READING PASSAGE —
___
- Born: 1966 (age 59–60)
- Citizenship: British
- Organization: Church of Satan
- Website: www.gavinbaddeley.com

= Gavin Baddeley =

British journalist (born 1966/67)

Gavin Baddeley (born 1966) is a British author and journalist, and an ordained Reverend in the Church of Satan. He has been profiled in The Guardian and Evening Standard. He made an appearance in the documentary film Metal: A Headbanger's Journey. He was an editor of the CoS magazine, Satannia. He is a frequent TV commentator and consulted expert on the subjects of the occult and satanic.

Baddeley became a Satanist after he interviewed Anton LaVey as a journalist. He was ordained into the Church of Satan by LaVey, and subsequently set up the London branch of the church. In 1999, he wrote Lucifer Rising, covering both the recent and ancient history of Satanism, and provides an examination of modern Satanist culture. Organized into three parts, much of the book is composed of interviews with a wide variety of people associated with Satanic religion or its concomitant aesthetic, including LaVey, Kenneth Anger, and Kerry Bolton. He has authored several other books on topics such as goths, and metal music, like The Gospel of Filth.
___
[Source records]
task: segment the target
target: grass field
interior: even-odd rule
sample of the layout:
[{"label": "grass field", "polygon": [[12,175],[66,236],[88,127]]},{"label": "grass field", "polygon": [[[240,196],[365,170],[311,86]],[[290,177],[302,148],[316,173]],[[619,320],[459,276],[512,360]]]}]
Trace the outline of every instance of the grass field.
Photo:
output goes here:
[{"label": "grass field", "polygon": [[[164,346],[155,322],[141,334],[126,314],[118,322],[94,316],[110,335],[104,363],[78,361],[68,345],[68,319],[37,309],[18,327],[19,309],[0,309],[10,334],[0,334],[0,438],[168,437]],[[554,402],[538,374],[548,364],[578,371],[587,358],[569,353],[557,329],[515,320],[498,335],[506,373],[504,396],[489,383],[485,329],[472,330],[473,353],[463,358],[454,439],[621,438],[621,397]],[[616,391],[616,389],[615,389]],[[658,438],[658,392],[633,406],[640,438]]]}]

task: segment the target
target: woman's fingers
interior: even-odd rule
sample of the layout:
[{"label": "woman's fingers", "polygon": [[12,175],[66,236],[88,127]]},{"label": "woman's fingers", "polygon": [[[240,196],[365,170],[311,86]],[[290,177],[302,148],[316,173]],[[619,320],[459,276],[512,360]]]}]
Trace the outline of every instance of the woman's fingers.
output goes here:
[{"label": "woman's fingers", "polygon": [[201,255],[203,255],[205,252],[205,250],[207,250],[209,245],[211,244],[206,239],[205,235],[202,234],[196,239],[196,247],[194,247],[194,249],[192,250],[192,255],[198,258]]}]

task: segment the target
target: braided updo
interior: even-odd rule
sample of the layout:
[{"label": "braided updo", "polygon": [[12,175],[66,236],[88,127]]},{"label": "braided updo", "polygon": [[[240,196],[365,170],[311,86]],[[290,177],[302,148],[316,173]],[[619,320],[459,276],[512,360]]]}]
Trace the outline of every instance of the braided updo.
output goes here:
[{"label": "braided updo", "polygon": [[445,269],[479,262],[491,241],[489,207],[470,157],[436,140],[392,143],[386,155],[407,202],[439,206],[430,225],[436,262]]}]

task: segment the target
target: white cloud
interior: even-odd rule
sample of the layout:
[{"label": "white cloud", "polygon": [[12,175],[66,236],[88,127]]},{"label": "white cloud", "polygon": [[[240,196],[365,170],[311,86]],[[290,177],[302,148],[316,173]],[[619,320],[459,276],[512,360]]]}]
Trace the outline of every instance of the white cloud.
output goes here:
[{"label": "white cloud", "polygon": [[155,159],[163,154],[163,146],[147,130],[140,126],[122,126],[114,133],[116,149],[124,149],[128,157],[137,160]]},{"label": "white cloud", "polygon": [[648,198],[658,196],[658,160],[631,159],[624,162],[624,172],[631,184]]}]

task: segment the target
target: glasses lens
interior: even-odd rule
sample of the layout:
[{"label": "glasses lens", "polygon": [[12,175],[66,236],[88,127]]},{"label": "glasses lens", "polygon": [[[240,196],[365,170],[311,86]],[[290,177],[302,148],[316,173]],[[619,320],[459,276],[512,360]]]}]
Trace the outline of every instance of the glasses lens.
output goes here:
___
JOBS —
1/ In the Gavin Baddeley biography, rewrite the passage from "- Born: 1966" to "journalist (born 1966/67)", changing "British" to "English".
2/ Translate this sentence from the Gavin Baddeley biography into French: "He made an appearance in the documentary film Metal: A Headbanger's Journey."
3/ Extend the Gavin Baddeley biography past its final sentence.

ANSWERS PROVIDED —
1/
- Born: 1966 (age 59–60)
- Citizenship: English
- Organization: Church of Satan
- Website: www.gavinbaddeley.com

= Gavin Baddeley =

English journalist (born 1966/67)

2/ Il est apparu dans le film documentaire Metal: A Headbanger's Journey.

3/
==Bibliography==
- Baddeley, Gavin (1993). "Raising Hell!: The Book of Satan and Rock 'n' Roll"
- Baddeley, Gavin (1999). "Lucifer Rising: A Book of Sin, Devil Worship and Rock n' Roll"
- Baddeley, Gavin (2000). "Dissecting Marilyn Manson"
- Baddeley, Gavin (2002). "Goth Chic: A Connoisseur's Guide To Dark Culture"
- Baddeley, Gavin (2009). "God's Assassins: The Medieval Roots of Terrorism"
- Woods, Paul (2009). "Saucy Jack: The Elusive Ripper"
- Baddeley, Gavin (2009). "The Gospel of Filth"
- Baddeley, Gavin (2010). "Vampire Lovers: Screen's Seductive Creatures of the Night"
- Baddeley, Gavin (2010). "Goth: Vamps and Dandies"
- Baddeley, Gavin (2019). "FrightFest Guide to Werewolf Movies"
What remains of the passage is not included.